[Au contraire tout est fait au moment présent pour convaincre la
classe ouvrière, la jeunesse qui il y a un an exactement déferlait contre le
CPE, l’électorat de gauche, qu’ils sont plus faibles, voire plus coupables
et plus nuls, plus médiocres, qu’ils n’ont jamais été.
Cette campagne est en réalité à l’image de la peur dans les sommets de
l’Etat et du capital qui savent évaluer, eux, les réalités. Bien entendu,
cette campagne vise à jouer un rôle actif : à nous vaincre, à nous
désorienter, à faire de ces présidentielles une défaite pour la classe
ouvrière, en tentant de nous faire croire que nous sommes vaincus avant même
que nous le soyions réellement, et pour que nous le soyions. En disant qu’en
haut on a peur et qu’en bas on est forts mais qu’on ne le sait pas, nous ne
cédons donc pas à l’euphorie, au contraire, nous tentons la lucidité pour
cerner précisément les dangers du moment. Et ils sont grands.]
Lettre de Liaisons, 3 mars 2007.
Ils ont peur !
Chirac est et reste, à ce jour et à cette heure, le pilier du régime
français. Il a largement discouru, ces derniers jours, au niveau européen
puis français. Une nouvelle candidature de sa part était impossible, non pas
tant d’ailleurs parce qu’absurde en soi (l’absurdité ne retient pas les
dirigeants politiques) que parce qu’elle aurait ouverte une grave crise au
sommet de l’Etat et des partis du capital, déjà largement marqués de tels
conflits. Pas de "scoop" donc de ce côté là .
Ce lot de discours est avant tout marqué de la peur. Car qu’est-ce que ces
appels répétés à l’union nationale contre "les extrémismes", ces invocations
de la "grandeur de la France" et ces refus de la "division des Français"
peuvent bien signifier de réel, si ce n’est la peur de la lutte de classe
des salariés, actifs, chômeurs, retraités ou en formation ? Conformément à
sa fonction, le président de la V° République tente de conjurer les
affrontements qui s’annoncent, car ces affrontements seront provoqués par
l’agenda anti-social que sa situation serrée dicte au capital français et
qu’il tentera de faire appliquer par le prochain gouvernement quel qu’il
soit.
La seconde caractéristique des discours de Chirac est la déclaration de
guerre à la volonté démocratique de cette "France" et de cette "nation"
qu’il aime tant invoquer par ailleurs pour tenter de faire taire les
oppositions : le vote majoritaire du 29 mai 2005 est dénoncé par lui comme
l’hydre à conjurer, à annuler, à contrecarrer. Lui qui aurait dû être chassé
dés le 30 mai, se permet de dénoncer le vote majoritaire du pays.

### Consigne
Pouvez-vous transcrire sans rien changer le passage de la lettre ci-dessus sur les discours de Chirac, de « La seconde caractéristique » à « majoritaire du pays. » ?

(Enregistrements contenus dans un jeu de données)
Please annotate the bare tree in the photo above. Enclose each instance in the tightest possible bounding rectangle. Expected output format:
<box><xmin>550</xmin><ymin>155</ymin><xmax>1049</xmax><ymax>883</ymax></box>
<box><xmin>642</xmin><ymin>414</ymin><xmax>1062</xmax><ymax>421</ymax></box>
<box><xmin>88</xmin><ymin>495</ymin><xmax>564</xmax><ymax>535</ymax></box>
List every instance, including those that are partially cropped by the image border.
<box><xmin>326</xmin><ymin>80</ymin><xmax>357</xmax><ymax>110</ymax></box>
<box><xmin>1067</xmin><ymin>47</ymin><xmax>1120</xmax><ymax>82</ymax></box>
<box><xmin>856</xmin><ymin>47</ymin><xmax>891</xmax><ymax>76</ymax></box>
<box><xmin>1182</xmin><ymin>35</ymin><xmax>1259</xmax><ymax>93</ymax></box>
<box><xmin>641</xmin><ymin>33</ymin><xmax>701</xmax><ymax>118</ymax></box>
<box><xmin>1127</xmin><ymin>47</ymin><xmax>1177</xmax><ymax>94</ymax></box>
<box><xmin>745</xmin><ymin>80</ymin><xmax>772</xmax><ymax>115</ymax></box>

### Réponse finale
La seconde caractéristique des discours de Chirac est la déclaration de
guerre à la volonté démocratique de cette "France" et de cette "nation"
qu’il aime tant invoquer par ailleurs pour tenter de faire taire les
oppositions : le vote majoritaire du 29 mai 2005 est dénoncé par lui comme
l’hydre à conjurer, à annuler, à contrecarrer. Lui qui aurait dû être chassé
dés le 30 mai, se permet de dénoncer le vote majoritaire du pays.